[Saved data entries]
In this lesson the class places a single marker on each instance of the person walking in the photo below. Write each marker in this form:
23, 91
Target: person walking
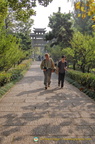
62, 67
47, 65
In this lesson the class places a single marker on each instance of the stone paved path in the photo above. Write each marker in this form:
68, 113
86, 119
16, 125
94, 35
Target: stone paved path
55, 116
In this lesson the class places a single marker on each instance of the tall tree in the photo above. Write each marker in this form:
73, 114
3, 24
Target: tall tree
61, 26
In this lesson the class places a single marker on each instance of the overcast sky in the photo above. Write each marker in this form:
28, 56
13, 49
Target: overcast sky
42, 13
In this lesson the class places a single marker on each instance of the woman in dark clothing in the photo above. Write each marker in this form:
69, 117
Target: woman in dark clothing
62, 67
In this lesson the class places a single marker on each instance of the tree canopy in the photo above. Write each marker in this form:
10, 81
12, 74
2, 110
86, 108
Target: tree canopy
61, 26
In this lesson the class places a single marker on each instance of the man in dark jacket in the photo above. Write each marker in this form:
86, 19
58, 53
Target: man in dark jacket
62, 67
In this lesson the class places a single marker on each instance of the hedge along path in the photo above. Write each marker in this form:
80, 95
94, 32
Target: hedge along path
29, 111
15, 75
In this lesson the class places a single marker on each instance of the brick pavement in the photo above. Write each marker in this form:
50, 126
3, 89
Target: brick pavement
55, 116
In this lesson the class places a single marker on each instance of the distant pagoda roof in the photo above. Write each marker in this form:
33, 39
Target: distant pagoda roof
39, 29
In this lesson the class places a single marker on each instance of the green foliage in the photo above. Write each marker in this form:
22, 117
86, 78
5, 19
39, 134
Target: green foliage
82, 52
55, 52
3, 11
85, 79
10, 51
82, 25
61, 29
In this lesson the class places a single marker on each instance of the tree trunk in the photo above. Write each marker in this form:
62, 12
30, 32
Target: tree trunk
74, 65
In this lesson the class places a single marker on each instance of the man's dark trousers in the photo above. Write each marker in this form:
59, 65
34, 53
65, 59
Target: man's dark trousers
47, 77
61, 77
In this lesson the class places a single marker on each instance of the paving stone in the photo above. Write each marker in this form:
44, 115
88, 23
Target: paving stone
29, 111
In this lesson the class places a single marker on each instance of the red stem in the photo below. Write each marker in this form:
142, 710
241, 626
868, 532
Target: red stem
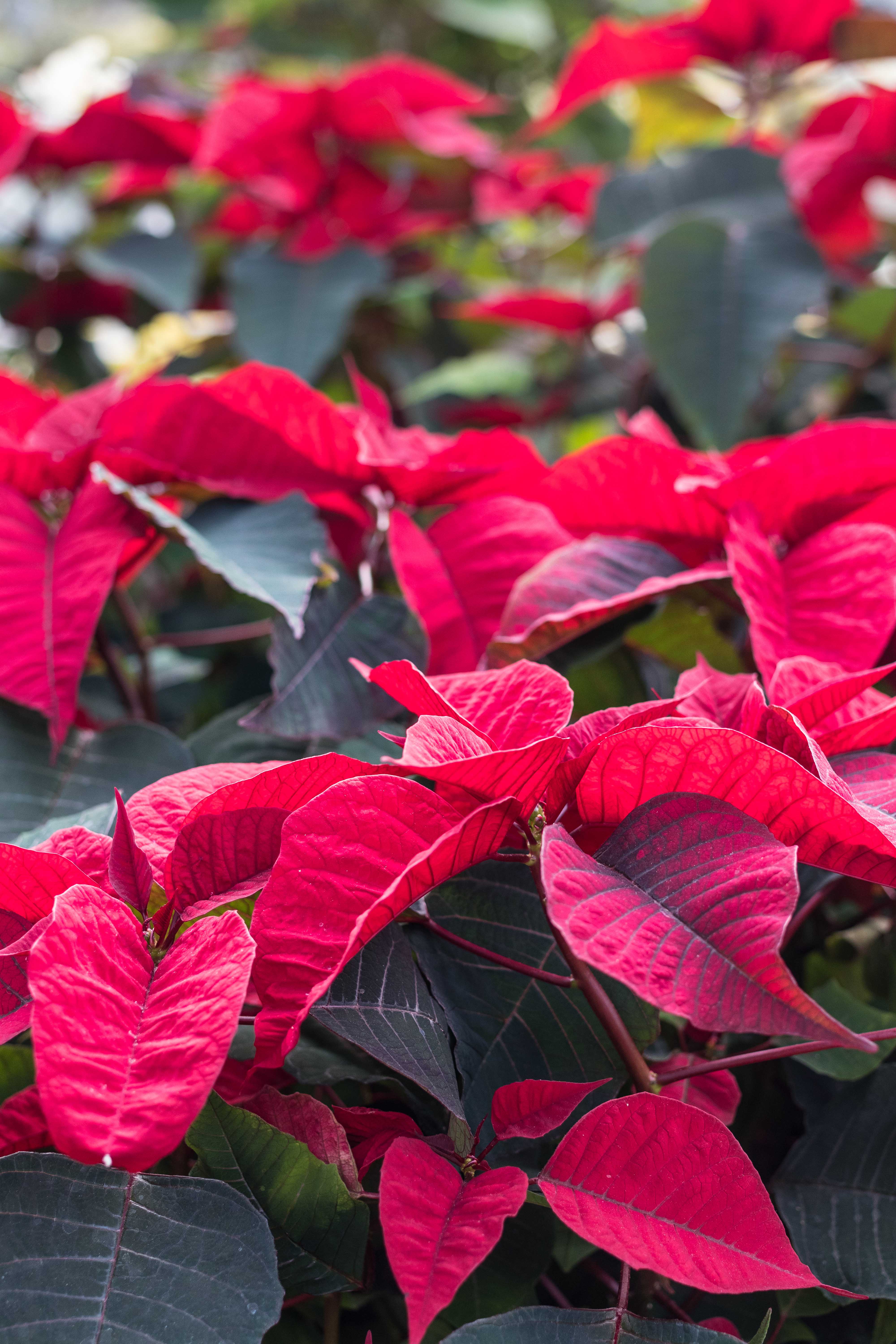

...

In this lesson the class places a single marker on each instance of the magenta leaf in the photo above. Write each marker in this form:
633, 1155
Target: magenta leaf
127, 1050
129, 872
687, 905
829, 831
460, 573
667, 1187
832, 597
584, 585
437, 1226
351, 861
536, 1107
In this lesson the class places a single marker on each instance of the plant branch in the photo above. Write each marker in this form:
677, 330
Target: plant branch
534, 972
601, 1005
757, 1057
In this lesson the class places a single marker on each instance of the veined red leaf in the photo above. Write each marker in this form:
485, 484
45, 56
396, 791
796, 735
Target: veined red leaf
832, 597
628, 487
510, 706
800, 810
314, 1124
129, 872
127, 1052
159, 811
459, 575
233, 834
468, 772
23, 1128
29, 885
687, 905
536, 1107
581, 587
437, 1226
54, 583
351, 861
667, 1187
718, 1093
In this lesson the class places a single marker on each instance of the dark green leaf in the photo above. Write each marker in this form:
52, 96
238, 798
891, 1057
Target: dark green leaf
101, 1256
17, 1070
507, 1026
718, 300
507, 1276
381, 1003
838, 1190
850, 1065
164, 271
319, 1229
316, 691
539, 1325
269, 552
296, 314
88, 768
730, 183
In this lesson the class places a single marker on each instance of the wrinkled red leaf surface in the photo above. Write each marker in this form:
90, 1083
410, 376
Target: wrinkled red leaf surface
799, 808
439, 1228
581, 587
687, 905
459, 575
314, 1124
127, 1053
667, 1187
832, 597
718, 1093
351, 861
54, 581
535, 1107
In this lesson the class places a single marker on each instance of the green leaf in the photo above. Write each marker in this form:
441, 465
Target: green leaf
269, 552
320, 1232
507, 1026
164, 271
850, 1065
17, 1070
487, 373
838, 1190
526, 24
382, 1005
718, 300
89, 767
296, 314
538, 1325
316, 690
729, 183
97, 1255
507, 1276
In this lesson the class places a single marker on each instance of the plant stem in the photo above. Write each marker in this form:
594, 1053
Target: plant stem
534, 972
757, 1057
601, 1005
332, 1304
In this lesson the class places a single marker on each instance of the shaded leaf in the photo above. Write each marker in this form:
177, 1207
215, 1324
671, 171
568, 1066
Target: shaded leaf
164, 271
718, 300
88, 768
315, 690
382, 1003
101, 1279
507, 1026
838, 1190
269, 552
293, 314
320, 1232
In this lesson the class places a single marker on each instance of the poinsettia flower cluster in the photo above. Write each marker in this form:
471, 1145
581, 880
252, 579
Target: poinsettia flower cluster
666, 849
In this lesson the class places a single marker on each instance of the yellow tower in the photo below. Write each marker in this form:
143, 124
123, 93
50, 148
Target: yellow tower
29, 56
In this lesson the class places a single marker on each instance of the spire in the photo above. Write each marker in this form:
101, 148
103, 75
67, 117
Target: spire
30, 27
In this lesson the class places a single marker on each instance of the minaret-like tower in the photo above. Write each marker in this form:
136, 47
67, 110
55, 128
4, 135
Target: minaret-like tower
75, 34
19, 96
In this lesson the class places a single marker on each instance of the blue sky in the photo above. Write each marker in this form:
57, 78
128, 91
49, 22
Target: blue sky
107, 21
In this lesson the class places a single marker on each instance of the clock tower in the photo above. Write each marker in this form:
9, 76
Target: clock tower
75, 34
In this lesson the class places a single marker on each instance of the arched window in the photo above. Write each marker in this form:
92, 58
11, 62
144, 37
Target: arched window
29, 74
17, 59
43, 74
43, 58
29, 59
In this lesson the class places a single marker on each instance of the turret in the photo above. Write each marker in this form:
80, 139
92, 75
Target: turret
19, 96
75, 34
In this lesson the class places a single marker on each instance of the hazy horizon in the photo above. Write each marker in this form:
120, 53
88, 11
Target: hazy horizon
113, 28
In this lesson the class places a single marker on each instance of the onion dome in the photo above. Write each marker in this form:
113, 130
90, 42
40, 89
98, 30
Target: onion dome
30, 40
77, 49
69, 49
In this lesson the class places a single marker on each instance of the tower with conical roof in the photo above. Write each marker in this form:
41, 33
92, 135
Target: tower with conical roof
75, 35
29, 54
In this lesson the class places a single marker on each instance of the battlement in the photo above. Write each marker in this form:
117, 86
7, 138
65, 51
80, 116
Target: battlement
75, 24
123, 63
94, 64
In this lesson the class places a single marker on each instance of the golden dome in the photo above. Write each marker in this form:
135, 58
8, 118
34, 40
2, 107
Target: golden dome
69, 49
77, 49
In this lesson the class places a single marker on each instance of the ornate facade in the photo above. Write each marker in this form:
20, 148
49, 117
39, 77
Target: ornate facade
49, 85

:: To do ::
Select every line of the records above that contains the string "path", and copy each one in full. Treat case as significant.

:: Exercise result ::
In this lesson the class places a single marker on each instance of the stone paved path in the photo above. Write each marker in this form:
Target: stone paved path
In this lesson the class places a single marker on each instance of the hedge along path in the photo above. Write each marker in this form:
Target: hedge along path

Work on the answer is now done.